* READING TEXT *
_____

The cornea, iris, lens and retina of the human eye (a) are replicated using soft-matter tunable technical components (b) and integrated into the engineered eyeball (c); the latter has a diameter of 7 cm.

In the following, we describe the individual soft-matter technologies used to realize the tunable lens and iris structures, and subsequently address the integration of these into a complete imaging system. The tunable lens is based on a deformable elastomeric refractive structure whose shape is mechanically controlled through application of strain, using LCE actuators, resulting in a change of focal length. This material represents an ‘artificial muscle’, a soft-matter elastomer/liquid-crystal hybrid that undergoes a large temperature-dependent length change and is used to tune the iris and lens19, 20, 21.

Two forms of tunable iris were implemented, one based on optofluidics, using clear and opaque liquids whose circularly symmetric interface is tuned using electrowetting and the other on LCEs with embedded heaters, whose configuration allows controlled tuning of a clear aperture through radial contraction of the material.

These tunable components were integrated into a complete imaging microsystem, which also included a specially designed fixed lens arrangement (consisting of a Cooke triplet with an additional lens to correct field curvature) and a commercial imaging sensor chip22. The components and their integration were optimized to yield optical characteristics close to those of the human eye, namely, a field of view of 40°, a near point of 20 cm and a focal length tuning of the tunable lens of 10% permits accommodation between the near point and infinity.

_____

* SUPPLIED INFORMATION *
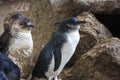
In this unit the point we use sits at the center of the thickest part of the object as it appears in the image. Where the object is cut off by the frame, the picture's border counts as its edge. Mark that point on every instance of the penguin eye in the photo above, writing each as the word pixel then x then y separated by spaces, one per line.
pixel 22 24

_____

* GOAL *
Write out the full passage on the engineered eyeball word for word, with nothing changed. This material comes from a separate source.

* TASK OUTPUT *
The cornea, iris, lens and retina of the human eye (a) are replicated using soft-matter tunable technical components (b) and integrated into the engineered eyeball (c); the latter has a diameter of 7 cm.

In the following, we describe the individual soft-matter technologies used to realize the tunable lens and iris structures, and subsequently address the integration of these into a complete imaging system. The tunable lens is based on a deformable elastomeric refractive structure whose shape is mechanically controlled through application of strain, using LCE actuators, resulting in a change of focal length. This material represents an ‘artificial muscle’, a soft-matter elastomer/liquid-crystal hybrid that undergoes a large temperature-dependent length change and is used to tune the iris and lens19, 20, 21.

Two forms of tunable iris were implemented, one based on optofluidics, using clear and opaque liquids whose circularly symmetric interface is tuned using electrowetting and the other on LCEs with embedded heaters, whose configuration allows controlled tuning of a clear aperture through radial contraction of the material.

These tunable components were integrated into a complete imaging microsystem, which also included a specially designed fixed lens arrangement (consisting of a Cooke triplet with an additional lens to correct field curvature) and a commercial imaging sensor chip22. The components and their integration were optimized to yield optical characteristics close to those of the human eye, namely, a field of view of 40°, a near point of 20 cm and a focal length tuning of the tunable lens of 10% permits accommodation between the near point and infinity.